##### Data extract

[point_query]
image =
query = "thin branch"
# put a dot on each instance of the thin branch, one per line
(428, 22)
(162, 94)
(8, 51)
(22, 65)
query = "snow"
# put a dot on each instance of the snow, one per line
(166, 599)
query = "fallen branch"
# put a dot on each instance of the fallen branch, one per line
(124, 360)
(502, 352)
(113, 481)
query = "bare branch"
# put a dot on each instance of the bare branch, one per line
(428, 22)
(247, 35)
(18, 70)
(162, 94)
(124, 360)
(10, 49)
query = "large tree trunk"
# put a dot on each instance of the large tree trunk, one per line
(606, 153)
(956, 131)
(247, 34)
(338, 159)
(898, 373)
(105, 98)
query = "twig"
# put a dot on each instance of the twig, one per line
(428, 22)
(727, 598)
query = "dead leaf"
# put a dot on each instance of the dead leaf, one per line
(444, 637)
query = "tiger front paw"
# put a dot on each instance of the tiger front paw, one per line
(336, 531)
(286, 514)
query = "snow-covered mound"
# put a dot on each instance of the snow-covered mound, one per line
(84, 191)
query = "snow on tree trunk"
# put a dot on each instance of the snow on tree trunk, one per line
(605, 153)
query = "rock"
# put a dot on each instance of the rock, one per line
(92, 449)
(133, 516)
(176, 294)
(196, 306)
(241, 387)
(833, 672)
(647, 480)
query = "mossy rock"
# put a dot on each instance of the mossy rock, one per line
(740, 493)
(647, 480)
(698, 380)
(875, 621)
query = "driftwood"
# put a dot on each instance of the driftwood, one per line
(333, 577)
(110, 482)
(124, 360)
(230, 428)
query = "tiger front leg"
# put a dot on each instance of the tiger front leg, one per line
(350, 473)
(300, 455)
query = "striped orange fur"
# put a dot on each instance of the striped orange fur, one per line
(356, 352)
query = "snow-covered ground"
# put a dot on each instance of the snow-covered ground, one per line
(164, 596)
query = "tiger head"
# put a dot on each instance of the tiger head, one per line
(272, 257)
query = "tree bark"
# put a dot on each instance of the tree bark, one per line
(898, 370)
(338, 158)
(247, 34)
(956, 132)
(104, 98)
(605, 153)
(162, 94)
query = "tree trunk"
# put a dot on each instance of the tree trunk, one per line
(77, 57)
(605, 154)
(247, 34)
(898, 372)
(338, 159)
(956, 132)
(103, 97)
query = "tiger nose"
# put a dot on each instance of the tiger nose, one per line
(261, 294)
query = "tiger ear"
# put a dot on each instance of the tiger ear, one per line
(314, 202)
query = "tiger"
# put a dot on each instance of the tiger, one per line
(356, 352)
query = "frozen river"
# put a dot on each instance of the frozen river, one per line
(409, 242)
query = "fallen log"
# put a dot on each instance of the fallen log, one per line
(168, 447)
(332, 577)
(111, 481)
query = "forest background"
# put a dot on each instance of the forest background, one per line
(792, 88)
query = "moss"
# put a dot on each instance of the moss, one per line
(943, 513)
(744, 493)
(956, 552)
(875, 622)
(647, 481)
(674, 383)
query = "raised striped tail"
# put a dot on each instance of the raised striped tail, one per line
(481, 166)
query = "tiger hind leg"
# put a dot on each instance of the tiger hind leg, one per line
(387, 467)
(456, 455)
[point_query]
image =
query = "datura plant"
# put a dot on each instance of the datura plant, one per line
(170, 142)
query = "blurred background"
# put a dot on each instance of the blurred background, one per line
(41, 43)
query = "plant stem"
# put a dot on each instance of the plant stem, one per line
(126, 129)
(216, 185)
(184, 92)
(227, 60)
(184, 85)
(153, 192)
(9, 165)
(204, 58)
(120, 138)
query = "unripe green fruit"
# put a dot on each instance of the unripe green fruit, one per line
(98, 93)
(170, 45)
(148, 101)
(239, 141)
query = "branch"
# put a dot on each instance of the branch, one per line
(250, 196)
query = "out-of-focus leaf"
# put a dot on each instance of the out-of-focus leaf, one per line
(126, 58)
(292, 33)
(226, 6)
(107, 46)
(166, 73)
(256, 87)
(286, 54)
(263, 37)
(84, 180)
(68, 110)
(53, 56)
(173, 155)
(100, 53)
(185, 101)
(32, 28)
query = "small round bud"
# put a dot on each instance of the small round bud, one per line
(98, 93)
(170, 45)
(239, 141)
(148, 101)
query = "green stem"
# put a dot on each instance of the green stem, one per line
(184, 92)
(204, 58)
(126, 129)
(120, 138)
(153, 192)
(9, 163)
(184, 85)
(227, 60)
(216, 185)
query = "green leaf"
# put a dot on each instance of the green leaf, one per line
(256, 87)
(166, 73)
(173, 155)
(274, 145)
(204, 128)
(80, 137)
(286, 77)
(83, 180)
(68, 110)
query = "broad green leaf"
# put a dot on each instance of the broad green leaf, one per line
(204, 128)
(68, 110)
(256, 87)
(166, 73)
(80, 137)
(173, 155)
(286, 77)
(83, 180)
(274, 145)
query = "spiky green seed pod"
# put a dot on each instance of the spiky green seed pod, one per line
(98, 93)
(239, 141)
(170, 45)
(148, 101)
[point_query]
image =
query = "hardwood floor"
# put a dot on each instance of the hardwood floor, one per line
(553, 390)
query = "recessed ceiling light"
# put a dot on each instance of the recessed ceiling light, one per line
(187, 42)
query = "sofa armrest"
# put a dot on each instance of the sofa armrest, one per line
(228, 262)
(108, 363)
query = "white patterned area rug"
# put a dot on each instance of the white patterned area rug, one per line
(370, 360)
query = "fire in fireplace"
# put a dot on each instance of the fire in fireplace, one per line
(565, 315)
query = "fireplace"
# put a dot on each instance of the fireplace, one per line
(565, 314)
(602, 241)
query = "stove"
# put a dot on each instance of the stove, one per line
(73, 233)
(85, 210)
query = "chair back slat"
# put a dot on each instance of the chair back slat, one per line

##########

From the data above, copy out every line with the string "slat" in it.

- _Written answer_:
query = "chair back slat"
# put a dot on each instance of the chair back slat, one per line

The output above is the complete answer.